[Input material]

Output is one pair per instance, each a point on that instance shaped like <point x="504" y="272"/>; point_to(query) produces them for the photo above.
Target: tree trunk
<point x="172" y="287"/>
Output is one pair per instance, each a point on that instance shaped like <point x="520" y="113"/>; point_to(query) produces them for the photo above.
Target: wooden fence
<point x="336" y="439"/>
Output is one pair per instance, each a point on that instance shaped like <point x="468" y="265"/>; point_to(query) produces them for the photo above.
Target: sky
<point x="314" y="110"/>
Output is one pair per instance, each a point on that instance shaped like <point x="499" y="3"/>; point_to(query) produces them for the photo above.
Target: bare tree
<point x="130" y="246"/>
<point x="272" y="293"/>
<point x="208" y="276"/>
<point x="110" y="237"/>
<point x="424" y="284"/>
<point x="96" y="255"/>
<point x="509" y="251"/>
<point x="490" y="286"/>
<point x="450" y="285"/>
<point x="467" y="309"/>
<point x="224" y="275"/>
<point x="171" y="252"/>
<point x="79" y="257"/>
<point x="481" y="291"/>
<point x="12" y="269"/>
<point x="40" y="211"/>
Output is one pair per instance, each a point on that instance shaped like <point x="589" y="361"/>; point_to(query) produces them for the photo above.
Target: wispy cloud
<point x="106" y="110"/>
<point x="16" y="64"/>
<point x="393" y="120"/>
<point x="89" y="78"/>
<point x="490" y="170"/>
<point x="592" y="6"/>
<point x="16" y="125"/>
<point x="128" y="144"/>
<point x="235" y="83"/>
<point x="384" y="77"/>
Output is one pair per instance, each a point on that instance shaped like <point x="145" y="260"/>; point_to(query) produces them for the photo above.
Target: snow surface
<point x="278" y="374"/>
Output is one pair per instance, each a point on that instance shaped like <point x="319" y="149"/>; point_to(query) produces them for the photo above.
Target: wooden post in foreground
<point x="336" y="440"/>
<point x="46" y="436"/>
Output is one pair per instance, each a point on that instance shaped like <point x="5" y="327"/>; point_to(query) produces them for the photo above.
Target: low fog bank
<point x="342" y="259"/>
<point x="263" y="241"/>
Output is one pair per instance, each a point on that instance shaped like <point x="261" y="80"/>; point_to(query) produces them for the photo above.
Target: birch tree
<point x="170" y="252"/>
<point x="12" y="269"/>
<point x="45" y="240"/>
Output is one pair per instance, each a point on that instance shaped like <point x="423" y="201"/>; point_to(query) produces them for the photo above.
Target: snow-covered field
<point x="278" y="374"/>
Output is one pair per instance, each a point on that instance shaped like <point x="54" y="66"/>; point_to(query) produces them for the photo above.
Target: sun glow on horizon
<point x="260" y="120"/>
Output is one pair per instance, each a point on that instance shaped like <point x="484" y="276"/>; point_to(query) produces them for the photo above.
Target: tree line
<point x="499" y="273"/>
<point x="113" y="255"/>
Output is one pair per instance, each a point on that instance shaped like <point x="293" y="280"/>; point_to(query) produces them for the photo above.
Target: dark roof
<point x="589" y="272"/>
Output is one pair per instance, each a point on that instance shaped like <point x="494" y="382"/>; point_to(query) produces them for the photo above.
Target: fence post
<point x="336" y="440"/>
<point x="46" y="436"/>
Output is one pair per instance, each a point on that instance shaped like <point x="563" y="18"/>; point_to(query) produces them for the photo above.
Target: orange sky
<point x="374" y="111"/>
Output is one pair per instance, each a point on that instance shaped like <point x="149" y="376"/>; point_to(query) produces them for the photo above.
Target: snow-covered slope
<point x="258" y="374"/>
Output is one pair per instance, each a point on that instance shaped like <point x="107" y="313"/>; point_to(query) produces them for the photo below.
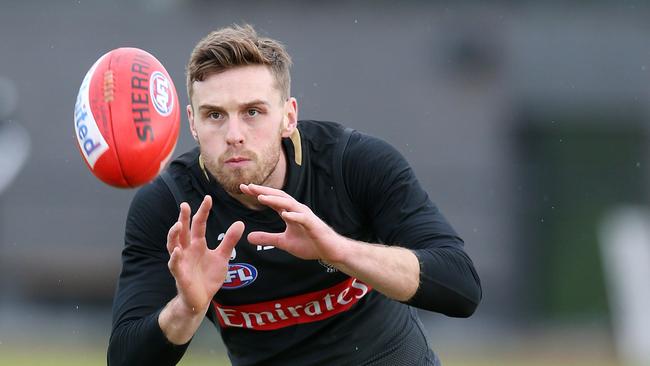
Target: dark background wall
<point x="509" y="112"/>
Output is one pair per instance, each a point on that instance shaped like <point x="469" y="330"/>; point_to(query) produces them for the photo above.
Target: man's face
<point x="239" y="118"/>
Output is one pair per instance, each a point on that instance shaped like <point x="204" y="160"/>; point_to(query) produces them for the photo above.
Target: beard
<point x="258" y="171"/>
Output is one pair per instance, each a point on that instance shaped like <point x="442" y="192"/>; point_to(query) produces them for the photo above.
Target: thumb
<point x="230" y="239"/>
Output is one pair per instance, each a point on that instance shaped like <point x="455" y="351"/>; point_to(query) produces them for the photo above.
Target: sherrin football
<point x="126" y="118"/>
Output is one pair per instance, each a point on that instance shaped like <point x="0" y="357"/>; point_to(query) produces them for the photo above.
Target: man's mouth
<point x="237" y="161"/>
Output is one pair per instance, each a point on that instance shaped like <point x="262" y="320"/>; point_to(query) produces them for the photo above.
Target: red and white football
<point x="127" y="118"/>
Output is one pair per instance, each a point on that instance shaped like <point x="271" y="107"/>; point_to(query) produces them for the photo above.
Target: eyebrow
<point x="211" y="107"/>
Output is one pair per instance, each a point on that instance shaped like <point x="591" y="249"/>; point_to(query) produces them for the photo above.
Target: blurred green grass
<point x="90" y="357"/>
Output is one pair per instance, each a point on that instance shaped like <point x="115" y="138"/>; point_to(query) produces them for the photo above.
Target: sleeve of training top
<point x="381" y="182"/>
<point x="145" y="284"/>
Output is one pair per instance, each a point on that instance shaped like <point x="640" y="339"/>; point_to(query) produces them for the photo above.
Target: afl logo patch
<point x="239" y="275"/>
<point x="161" y="94"/>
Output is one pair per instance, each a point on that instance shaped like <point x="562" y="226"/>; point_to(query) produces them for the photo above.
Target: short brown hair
<point x="235" y="46"/>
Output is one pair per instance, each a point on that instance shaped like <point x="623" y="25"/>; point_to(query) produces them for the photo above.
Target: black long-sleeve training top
<point x="275" y="308"/>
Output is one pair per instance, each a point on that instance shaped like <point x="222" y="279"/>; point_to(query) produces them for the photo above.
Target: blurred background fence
<point x="527" y="122"/>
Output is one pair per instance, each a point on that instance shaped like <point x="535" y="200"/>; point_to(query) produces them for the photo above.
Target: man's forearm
<point x="178" y="323"/>
<point x="393" y="271"/>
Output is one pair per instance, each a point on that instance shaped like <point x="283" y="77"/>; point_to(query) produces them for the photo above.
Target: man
<point x="282" y="252"/>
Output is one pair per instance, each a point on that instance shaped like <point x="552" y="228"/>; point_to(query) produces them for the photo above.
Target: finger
<point x="200" y="218"/>
<point x="172" y="237"/>
<point x="296" y="217"/>
<point x="281" y="204"/>
<point x="255" y="189"/>
<point x="174" y="260"/>
<point x="264" y="238"/>
<point x="233" y="234"/>
<point x="184" y="219"/>
<point x="246" y="190"/>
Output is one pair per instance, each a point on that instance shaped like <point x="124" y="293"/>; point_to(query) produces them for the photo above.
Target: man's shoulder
<point x="320" y="131"/>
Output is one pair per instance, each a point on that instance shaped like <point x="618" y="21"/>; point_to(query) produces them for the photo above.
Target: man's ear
<point x="190" y="118"/>
<point x="290" y="119"/>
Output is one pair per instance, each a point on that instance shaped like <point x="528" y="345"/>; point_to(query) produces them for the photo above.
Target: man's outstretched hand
<point x="306" y="235"/>
<point x="199" y="271"/>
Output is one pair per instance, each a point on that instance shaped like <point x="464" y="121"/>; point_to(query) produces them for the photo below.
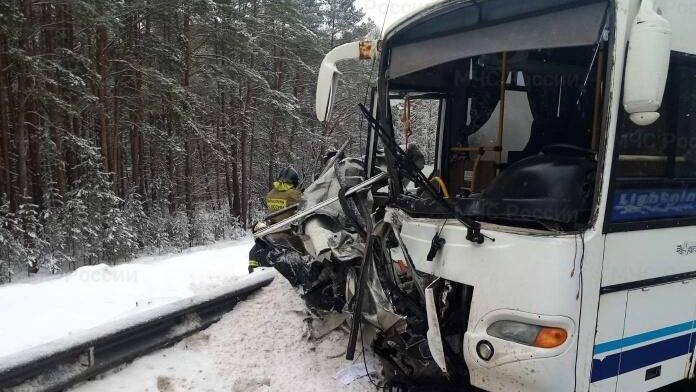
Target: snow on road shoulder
<point x="37" y="313"/>
<point x="260" y="346"/>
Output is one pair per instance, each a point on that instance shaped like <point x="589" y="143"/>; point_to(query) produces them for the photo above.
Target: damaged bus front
<point x="514" y="235"/>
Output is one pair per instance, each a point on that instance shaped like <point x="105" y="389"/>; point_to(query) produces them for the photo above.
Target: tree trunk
<point x="102" y="127"/>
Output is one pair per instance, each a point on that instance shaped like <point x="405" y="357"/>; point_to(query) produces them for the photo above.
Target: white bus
<point x="565" y="148"/>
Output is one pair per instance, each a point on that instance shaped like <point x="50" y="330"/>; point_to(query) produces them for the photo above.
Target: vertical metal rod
<point x="596" y="120"/>
<point x="501" y="120"/>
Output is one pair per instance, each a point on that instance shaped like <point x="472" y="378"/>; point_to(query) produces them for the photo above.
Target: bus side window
<point x="685" y="161"/>
<point x="654" y="176"/>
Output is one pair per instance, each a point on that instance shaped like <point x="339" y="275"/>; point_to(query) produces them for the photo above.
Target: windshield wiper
<point x="414" y="174"/>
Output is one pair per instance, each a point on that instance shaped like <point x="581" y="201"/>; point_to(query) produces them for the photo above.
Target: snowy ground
<point x="34" y="313"/>
<point x="262" y="345"/>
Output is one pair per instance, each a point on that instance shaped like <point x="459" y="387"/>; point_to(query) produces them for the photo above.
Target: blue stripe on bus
<point x="641" y="357"/>
<point x="644" y="337"/>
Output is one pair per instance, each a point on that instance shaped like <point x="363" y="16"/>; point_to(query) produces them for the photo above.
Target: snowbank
<point x="37" y="313"/>
<point x="262" y="345"/>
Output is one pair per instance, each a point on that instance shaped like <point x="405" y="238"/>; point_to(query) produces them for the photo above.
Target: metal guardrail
<point x="61" y="364"/>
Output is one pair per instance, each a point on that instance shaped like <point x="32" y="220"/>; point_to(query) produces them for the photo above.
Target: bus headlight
<point x="527" y="334"/>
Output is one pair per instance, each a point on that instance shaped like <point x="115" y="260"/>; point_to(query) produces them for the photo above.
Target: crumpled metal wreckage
<point x="322" y="255"/>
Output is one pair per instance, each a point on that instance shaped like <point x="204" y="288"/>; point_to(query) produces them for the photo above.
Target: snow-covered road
<point x="37" y="312"/>
<point x="262" y="345"/>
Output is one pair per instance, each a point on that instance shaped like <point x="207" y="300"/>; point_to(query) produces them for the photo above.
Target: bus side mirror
<point x="647" y="65"/>
<point x="328" y="73"/>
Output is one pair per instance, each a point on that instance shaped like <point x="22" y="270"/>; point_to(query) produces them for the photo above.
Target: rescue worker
<point x="284" y="194"/>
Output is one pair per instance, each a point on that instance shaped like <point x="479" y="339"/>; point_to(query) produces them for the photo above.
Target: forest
<point x="141" y="126"/>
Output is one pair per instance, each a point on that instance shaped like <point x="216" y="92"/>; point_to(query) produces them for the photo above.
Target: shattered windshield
<point x="512" y="137"/>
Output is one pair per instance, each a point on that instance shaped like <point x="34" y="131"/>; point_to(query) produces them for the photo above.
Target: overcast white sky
<point x="375" y="9"/>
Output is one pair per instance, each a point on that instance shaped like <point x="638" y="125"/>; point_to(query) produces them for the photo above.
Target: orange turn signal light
<point x="550" y="337"/>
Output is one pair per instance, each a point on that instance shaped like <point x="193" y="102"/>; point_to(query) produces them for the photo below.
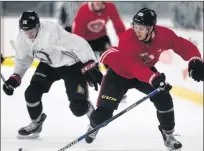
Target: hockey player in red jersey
<point x="132" y="66"/>
<point x="90" y="23"/>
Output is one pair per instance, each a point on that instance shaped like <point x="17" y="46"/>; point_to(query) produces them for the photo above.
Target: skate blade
<point x="31" y="136"/>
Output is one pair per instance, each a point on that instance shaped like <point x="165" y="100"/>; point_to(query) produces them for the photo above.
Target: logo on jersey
<point x="42" y="56"/>
<point x="25" y="21"/>
<point x="108" y="98"/>
<point x="80" y="89"/>
<point x="96" y="25"/>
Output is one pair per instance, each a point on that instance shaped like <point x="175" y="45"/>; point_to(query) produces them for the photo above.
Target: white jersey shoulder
<point x="53" y="45"/>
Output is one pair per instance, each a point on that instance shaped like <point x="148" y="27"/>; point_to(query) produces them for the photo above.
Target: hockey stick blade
<point x="110" y="119"/>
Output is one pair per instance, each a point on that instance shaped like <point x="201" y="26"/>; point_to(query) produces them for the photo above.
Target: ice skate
<point x="32" y="131"/>
<point x="169" y="141"/>
<point x="89" y="139"/>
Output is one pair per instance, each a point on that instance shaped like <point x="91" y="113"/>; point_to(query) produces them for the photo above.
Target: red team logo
<point x="96" y="25"/>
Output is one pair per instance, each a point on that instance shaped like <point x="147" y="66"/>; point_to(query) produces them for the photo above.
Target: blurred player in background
<point x="90" y="23"/>
<point x="63" y="56"/>
<point x="131" y="65"/>
<point x="66" y="12"/>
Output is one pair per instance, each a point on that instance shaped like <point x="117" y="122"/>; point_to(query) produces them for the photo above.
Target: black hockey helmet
<point x="146" y="17"/>
<point x="28" y="20"/>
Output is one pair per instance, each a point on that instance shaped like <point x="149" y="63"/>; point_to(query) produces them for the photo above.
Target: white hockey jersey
<point x="53" y="45"/>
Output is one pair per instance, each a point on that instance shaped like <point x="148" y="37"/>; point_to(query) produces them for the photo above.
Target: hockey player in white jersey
<point x="62" y="55"/>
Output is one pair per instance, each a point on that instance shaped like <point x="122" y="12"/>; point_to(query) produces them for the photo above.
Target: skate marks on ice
<point x="121" y="150"/>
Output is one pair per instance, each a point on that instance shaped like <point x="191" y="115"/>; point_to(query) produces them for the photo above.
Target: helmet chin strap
<point x="150" y="34"/>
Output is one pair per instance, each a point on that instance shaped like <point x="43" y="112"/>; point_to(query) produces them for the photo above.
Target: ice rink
<point x="134" y="131"/>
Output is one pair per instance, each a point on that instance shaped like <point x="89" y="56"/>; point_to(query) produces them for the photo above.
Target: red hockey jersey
<point x="132" y="58"/>
<point x="91" y="25"/>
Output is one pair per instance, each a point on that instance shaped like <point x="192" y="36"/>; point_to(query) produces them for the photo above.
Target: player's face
<point x="31" y="33"/>
<point x="97" y="6"/>
<point x="141" y="31"/>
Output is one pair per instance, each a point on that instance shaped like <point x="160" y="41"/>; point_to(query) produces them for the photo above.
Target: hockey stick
<point x="2" y="77"/>
<point x="110" y="119"/>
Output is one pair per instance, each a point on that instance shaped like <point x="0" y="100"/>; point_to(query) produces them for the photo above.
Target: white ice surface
<point x="134" y="131"/>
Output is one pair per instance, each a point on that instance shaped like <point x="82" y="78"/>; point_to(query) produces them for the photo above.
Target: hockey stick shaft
<point x="110" y="119"/>
<point x="2" y="77"/>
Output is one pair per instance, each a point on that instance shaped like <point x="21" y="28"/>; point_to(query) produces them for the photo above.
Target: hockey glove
<point x="12" y="83"/>
<point x="159" y="82"/>
<point x="196" y="69"/>
<point x="92" y="74"/>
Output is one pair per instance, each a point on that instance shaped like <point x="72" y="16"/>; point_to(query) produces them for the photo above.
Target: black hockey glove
<point x="196" y="70"/>
<point x="92" y="74"/>
<point x="159" y="82"/>
<point x="12" y="83"/>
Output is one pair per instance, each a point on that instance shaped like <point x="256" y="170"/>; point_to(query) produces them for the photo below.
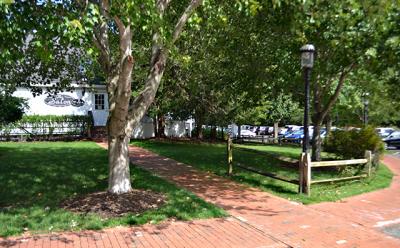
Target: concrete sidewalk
<point x="258" y="219"/>
<point x="289" y="222"/>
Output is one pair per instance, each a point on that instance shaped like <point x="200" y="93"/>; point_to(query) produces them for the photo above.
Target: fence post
<point x="305" y="174"/>
<point x="368" y="156"/>
<point x="229" y="155"/>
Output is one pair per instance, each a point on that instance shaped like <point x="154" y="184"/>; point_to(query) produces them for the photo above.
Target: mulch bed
<point x="111" y="205"/>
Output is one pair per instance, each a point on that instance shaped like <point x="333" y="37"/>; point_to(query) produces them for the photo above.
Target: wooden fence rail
<point x="306" y="165"/>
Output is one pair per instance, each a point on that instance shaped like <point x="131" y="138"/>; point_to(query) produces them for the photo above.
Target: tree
<point x="112" y="32"/>
<point x="282" y="107"/>
<point x="11" y="109"/>
<point x="345" y="34"/>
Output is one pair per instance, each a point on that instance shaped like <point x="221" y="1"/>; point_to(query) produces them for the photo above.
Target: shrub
<point x="354" y="143"/>
<point x="46" y="126"/>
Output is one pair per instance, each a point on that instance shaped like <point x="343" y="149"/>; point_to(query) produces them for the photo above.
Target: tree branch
<point x="184" y="18"/>
<point x="335" y="96"/>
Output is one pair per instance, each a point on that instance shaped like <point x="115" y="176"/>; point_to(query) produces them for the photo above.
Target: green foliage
<point x="48" y="125"/>
<point x="11" y="109"/>
<point x="36" y="177"/>
<point x="283" y="108"/>
<point x="354" y="143"/>
<point x="215" y="161"/>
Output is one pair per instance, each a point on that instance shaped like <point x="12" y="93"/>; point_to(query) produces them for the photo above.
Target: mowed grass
<point x="36" y="177"/>
<point x="212" y="157"/>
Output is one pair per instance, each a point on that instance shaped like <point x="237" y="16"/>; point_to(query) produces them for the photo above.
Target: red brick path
<point x="258" y="218"/>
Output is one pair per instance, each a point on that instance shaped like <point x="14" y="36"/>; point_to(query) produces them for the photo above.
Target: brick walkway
<point x="258" y="218"/>
<point x="375" y="209"/>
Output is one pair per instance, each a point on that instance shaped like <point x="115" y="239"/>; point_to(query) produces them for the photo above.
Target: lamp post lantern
<point x="307" y="62"/>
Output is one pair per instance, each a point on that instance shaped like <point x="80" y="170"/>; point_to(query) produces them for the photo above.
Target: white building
<point x="94" y="99"/>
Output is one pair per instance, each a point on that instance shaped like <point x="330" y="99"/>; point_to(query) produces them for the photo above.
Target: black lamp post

[/Input material]

To do: Copy each line of the records containing the string "below".

Exercise solution:
Output is one pair per instance, each a point on that instance shaped like <point x="107" y="313"/>; point_to(query) produces them for the photo below.
Output is one pair per instance, each a point on that instance shaped like <point x="464" y="121"/>; point_to(query) produces them for the photo below.
Output is one pair per instance, each a point on that instance shaped like <point x="193" y="102"/>; point_to(query) produces them for the photo below.
Output is one pair per instance, each a point on that instance shaped like <point x="256" y="170"/>; point_to(query) produces them for the photo below.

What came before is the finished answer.